Items from a dataset
========================================================================

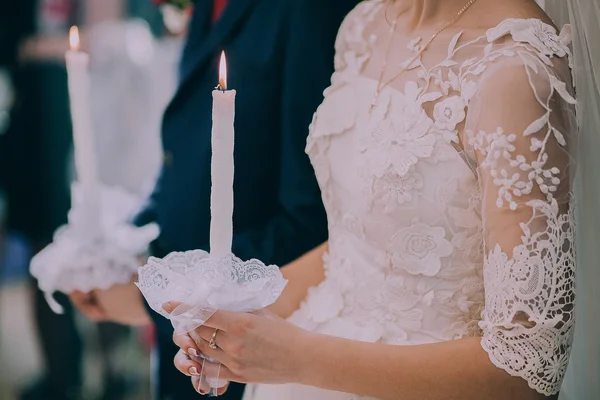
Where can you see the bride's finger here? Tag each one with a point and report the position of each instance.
(186, 365)
(186, 343)
(218, 371)
(200, 385)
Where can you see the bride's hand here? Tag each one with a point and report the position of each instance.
(251, 348)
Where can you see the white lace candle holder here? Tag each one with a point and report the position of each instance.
(201, 285)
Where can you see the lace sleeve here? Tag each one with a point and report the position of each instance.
(520, 129)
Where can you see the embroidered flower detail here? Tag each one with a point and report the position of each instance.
(353, 224)
(394, 308)
(419, 249)
(449, 113)
(393, 190)
(541, 36)
(399, 139)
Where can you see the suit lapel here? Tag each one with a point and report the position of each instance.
(196, 54)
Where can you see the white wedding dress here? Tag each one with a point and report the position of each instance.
(449, 202)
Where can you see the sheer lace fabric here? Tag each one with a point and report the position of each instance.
(449, 201)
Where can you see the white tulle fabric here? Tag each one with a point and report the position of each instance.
(450, 202)
(82, 260)
(204, 284)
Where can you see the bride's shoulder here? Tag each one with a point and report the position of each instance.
(364, 11)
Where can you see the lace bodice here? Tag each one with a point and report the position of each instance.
(449, 201)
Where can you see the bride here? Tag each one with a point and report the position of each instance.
(445, 152)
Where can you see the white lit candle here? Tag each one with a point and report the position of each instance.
(83, 136)
(221, 203)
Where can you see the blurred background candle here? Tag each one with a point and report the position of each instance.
(83, 136)
(221, 223)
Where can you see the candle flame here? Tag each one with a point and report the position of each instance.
(223, 72)
(74, 38)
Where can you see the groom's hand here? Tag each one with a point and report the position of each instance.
(88, 305)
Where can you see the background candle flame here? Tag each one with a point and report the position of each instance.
(74, 38)
(223, 72)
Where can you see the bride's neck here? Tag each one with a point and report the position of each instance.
(417, 14)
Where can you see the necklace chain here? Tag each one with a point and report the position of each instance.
(380, 84)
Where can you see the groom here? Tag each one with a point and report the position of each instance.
(280, 58)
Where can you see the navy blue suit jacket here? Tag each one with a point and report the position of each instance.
(280, 59)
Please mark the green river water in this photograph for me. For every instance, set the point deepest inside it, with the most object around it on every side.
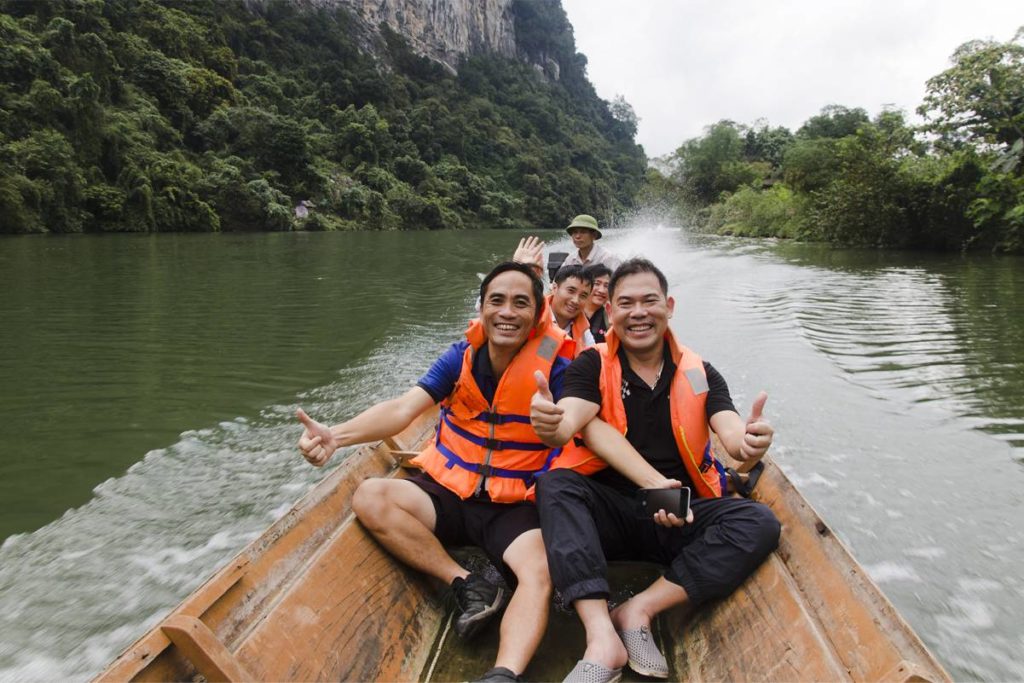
(147, 385)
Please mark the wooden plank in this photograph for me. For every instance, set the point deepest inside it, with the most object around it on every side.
(208, 654)
(355, 614)
(761, 633)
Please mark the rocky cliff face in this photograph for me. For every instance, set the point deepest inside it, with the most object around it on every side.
(441, 30)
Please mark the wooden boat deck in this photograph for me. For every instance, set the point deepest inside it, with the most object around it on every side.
(315, 598)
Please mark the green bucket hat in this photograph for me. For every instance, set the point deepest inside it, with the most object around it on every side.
(583, 220)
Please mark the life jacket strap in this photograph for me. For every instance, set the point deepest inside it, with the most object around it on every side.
(526, 476)
(489, 443)
(499, 419)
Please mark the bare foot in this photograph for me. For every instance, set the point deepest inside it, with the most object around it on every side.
(630, 615)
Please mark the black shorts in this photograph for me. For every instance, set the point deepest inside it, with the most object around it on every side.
(492, 526)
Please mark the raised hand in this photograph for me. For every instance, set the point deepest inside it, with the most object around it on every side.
(759, 432)
(530, 252)
(545, 416)
(317, 442)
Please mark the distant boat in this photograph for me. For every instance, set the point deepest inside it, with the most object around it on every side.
(314, 598)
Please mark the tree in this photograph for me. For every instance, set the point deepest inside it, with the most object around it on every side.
(980, 99)
(623, 112)
(835, 121)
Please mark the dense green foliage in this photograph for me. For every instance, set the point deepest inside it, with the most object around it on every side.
(207, 115)
(957, 182)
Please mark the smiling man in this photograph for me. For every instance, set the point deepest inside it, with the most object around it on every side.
(594, 308)
(585, 232)
(667, 401)
(478, 471)
(569, 293)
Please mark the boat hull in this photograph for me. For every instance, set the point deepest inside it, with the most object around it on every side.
(315, 598)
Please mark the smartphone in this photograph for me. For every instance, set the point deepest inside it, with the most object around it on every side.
(674, 501)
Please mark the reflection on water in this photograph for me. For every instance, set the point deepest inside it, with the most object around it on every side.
(896, 385)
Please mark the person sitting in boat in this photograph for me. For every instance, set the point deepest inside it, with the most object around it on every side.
(667, 401)
(594, 308)
(478, 472)
(585, 232)
(569, 293)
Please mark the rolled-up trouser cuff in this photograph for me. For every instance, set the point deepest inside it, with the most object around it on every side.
(687, 583)
(589, 588)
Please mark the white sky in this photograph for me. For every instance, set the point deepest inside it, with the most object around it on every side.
(684, 65)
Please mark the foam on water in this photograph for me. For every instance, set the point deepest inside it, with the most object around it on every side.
(872, 395)
(75, 593)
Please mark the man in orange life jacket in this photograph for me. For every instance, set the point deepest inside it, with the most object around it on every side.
(478, 471)
(666, 400)
(569, 292)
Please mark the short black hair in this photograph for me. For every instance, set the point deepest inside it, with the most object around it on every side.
(597, 270)
(577, 271)
(527, 270)
(635, 266)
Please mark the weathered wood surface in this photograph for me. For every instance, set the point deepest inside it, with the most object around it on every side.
(809, 613)
(315, 598)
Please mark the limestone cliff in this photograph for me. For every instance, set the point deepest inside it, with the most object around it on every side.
(441, 30)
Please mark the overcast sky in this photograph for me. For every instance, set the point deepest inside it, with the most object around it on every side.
(684, 65)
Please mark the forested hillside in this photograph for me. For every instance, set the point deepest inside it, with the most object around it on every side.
(218, 115)
(954, 182)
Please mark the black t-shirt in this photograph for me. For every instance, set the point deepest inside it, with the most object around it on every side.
(647, 412)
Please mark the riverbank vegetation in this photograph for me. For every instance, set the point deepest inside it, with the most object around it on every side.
(954, 182)
(223, 115)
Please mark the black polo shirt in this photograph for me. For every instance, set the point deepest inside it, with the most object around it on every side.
(647, 412)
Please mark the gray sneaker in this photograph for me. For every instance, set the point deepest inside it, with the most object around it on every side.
(478, 600)
(645, 658)
(591, 672)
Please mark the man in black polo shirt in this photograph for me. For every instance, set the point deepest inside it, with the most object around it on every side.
(667, 401)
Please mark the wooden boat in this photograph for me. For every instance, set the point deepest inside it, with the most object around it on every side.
(315, 598)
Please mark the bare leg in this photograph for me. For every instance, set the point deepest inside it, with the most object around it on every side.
(642, 607)
(400, 515)
(603, 645)
(526, 615)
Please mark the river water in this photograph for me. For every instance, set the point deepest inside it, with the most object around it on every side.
(147, 385)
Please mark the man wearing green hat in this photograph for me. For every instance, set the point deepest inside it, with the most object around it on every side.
(585, 232)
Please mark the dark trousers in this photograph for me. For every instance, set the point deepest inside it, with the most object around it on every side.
(586, 523)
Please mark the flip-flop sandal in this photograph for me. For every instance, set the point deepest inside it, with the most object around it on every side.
(591, 672)
(645, 658)
(742, 487)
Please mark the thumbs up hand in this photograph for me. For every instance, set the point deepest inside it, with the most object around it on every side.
(759, 432)
(317, 442)
(545, 416)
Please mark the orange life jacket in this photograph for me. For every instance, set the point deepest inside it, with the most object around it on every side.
(689, 420)
(479, 442)
(579, 328)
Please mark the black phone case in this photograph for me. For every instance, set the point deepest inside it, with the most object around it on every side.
(675, 501)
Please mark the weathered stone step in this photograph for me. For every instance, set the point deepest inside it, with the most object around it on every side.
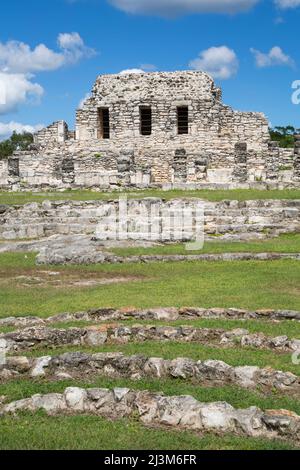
(97, 335)
(159, 314)
(78, 365)
(67, 255)
(180, 412)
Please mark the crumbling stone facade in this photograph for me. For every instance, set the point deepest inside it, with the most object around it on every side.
(154, 129)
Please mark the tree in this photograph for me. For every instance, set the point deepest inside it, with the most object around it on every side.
(284, 135)
(16, 142)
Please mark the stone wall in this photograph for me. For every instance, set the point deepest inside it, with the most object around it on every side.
(94, 218)
(223, 146)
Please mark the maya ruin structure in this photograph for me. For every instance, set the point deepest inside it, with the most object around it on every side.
(154, 130)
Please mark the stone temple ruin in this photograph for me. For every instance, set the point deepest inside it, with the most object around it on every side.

========================================================================

◆ Given task
Starting at the line that contains "Please mark the maya" and continuing through the end of the data above, reproduce every line, with each coordinate value in the answers multiplied by 1.15 and rounded to the nearest whole number, halves rounding up. Leave the rest of each line unchanged.

◆ Full output
Please mark the maya ruin structure in this photograph for me. For every instance, set the point deepest inside it, with the most object around it on every side.
(177, 150)
Please mark the stone temple ruin in this photograph for me. For every instance, set the point deepest inside it, with the most object around it on every side.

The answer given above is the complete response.